France | France, Cour administrative d'appel de NANTES, 6ème chambre, 02 juillet 2024, 23NT03533


Vu la procédure suivante :



Procédure contentieuse antérieure :



Mme C... B... a demandé au tribunal administratif de Nantes d'annuler la décision du 18 décembre 2019 par laquelle le ministre de l'intérieur et des outre-mer a rejeté sa demande de naturalisation ainsi que la décision du 10 février 2020 rejetant son recours gracieux.



Par un jugement n° 2004143 du 12 octobre 2023, le tribunal administratif de Nantes a rejeté sa demande.



Procédure devant la cour :



Par une requ

te enregistrée le 29 novembre 2023, Mme B..., représentée par Me Bringuier, demande à la cour :



1°) d'annuler ...

Vu la procédure suivante :

Procédure contentieuse antérieure :

Mme C... B... a demandé au tribunal administratif de Nantes d'annuler la décision du 18 décembre 2019 par laquelle le ministre de l'intérieur et des outre-mer a rejeté sa demande de naturalisation ainsi que la décision du 10 février 2020 rejetant son recours gracieux.

Par un jugement n° 2004143 du 12 octobre 2023, le tribunal administratif de Nantes a rejeté sa demande.

Procédure devant la cour :

Par une requête enregistrée le 29 novembre 2023, Mme B..., représentée par Me Bringuier, demande à la cour :

1°) d'annuler ce jugement du tribunal administratif de Nantes du 12 octobre 2023 ;

2°) d'annuler les décisions contestées et de juger qu'il y a lieu de faire droit à sa demande de naturalisation ;

3°) de mettre à la charge de l'Etat le versement de la somme de 3 000 euros au titre de l'article L.761-1 du code de justice administrative.

| Énoncé de l'exercice |
Pour chacune des affirmations ci-dessous, dites si elle concorde avec le document, par oui ou par non, en citant textuellement le passage qui permet de trancher.
1. Le tribunal administratif de Nantes a rejeté la demande de Mme B... par un jugement du 12 octobre 2023.
2. La décision rejetant le recours gracieux de Mme B... est datée du 18 décembre 2019.
3. Mme B... demande que l'État soit condamné à lui verser une somme de 5 000 euros.

| Données enregistrées |

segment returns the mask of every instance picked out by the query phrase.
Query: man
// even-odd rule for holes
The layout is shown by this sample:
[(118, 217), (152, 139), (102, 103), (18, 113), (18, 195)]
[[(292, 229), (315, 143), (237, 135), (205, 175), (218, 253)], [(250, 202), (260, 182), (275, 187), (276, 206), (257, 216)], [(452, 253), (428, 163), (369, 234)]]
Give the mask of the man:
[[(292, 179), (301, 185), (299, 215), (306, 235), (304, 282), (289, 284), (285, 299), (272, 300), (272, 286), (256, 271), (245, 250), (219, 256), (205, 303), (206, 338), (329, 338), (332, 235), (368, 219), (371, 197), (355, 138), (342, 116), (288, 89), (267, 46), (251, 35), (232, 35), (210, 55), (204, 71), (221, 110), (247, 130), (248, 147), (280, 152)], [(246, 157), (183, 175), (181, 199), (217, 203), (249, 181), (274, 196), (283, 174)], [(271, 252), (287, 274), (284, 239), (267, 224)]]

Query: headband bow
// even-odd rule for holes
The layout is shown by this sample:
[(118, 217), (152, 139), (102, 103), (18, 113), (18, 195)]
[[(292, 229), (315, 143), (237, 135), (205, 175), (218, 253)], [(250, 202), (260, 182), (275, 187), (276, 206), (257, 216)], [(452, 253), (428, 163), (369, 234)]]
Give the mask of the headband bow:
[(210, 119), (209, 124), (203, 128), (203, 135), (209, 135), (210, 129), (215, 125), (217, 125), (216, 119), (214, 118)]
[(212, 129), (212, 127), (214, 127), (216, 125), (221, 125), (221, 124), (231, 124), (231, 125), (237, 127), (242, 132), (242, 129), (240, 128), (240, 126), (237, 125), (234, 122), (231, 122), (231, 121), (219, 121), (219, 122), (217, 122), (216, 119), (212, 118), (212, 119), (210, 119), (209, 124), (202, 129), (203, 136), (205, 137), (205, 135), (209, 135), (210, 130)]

| Corrigé proposé |
1. Oui : « Par un jugement n° 2004143 du 12 octobre 2023, le tribunal administratif de Nantes a rejeté sa demande. »
2. Non : « la décision du 10 février 2020 rejetant son recours gracieux »
3. Non : « de mettre à la charge de l'Etat le versement de la somme de 3 000 euros »